▶ _ねらい_
以下の行を、「番号」と「内容」の2列からなるMarkdownの表に入れてもらえますか？「番号」には行番号を振り、空行は除いてください。

▶ _課題用の記録_
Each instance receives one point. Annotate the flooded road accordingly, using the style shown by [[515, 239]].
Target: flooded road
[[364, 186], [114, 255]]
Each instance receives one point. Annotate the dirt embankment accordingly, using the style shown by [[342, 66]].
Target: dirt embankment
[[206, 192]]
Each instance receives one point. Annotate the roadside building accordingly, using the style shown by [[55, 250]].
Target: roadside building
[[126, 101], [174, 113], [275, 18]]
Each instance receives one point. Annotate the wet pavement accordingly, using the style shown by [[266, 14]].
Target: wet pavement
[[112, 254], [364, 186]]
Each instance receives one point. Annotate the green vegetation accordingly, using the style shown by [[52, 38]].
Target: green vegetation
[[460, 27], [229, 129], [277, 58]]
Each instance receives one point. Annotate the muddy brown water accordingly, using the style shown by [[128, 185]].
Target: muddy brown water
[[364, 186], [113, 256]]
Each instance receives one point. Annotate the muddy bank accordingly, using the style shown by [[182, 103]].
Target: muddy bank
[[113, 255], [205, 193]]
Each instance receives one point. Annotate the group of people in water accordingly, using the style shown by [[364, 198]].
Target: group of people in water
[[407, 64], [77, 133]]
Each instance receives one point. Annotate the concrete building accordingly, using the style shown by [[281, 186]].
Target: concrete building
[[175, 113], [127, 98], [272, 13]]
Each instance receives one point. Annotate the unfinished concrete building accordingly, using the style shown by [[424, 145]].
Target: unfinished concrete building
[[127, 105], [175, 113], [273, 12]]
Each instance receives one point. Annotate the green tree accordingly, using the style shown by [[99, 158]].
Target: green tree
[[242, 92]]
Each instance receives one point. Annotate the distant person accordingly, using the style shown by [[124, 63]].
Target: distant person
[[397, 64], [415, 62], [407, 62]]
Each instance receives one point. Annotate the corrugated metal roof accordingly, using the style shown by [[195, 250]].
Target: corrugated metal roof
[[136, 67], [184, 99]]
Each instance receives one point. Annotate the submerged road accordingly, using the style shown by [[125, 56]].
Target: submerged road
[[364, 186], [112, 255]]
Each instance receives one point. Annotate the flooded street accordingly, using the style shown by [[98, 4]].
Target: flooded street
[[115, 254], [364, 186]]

▶ _演習の解答_
| 番号 | 内容 |
|---|---|
| 1 | Each instance receives one point. Annotate the flooded road accordingly, using the style shown by [[515, 239]]. |
| 2 | Target: flooded road |
| 3 | [[364, 186], [114, 255]] |
| 4 | Each instance receives one point. Annotate the dirt embankment accordingly, using the style shown by [[342, 66]]. |
| 5 | Target: dirt embankment |
| 6 | [[206, 192]] |
| 7 | Each instance receives one point. Annotate the roadside building accordingly, using the style shown by [[55, 250]]. |
| 8 | Target: roadside building |
| 9 | [[126, 101], [174, 113], [275, 18]] |
| 10 | Each instance receives one point. Annotate the wet pavement accordingly, using the style shown by [[266, 14]]. |
| 11 | Target: wet pavement |
| 12 | [[112, 254], [364, 186]] |
| 13 | Each instance receives one point. Annotate the green vegetation accordingly, using the style shown by [[52, 38]]. |
| 14 | Target: green vegetation |
| 15 | [[460, 27], [229, 129], [277, 58]] |
| 16 | Each instance receives one point. Annotate the muddy brown water accordingly, using the style shown by [[128, 185]]. |
| 17 | Target: muddy brown water |
| 18 | [[364, 186], [113, 256]] |
| 19 | Each instance receives one point. Annotate the muddy bank accordingly, using the style shown by [[182, 103]]. |
| 20 | Target: muddy bank |
| 21 | [[113, 255], [205, 193]] |
| 22 | Each instance receives one point. Annotate the group of people in water accordingly, using the style shown by [[364, 198]]. |
| 23 | Target: group of people in water |
| 24 | [[407, 64], [77, 133]] |
| 25 | Each instance receives one point. Annotate the concrete building accordingly, using the style shown by [[281, 186]]. |
| 26 | Target: concrete building |
| 27 | [[175, 113], [127, 98], [272, 13]] |
| 28 | Each instance receives one point. Annotate the unfinished concrete building accordingly, using the style shown by [[424, 145]]. |
| 29 | Target: unfinished concrete building |
| 30 | [[127, 105], [175, 113], [273, 12]] |
| 31 | Each instance receives one point. Annotate the green tree accordingly, using the style shown by [[99, 158]]. |
| 32 | Target: green tree |
| 33 | [[242, 92]] |
| 34 | Each instance receives one point. Annotate the distant person accordingly, using the style shown by [[124, 63]]. |
| 35 | Target: distant person |
| 36 | [[397, 64], [415, 62], [407, 62]] |
| 37 | Each instance receives one point. Annotate the corrugated metal roof accordingly, using the style shown by [[195, 250]]. |
| 38 | Target: corrugated metal roof |
| 39 | [[136, 67], [184, 99]] |
| 40 | Each instance receives one point. Annotate the submerged road accordingly, using the style shown by [[125, 56]]. |
| 41 | Target: submerged road |
| 42 | [[364, 186], [112, 255]] |
| 43 | Each instance receives one point. Annotate the flooded street accordingly, using the style shown by [[98, 4]]. |
| 44 | Target: flooded street |
| 45 | [[115, 254], [364, 186]] |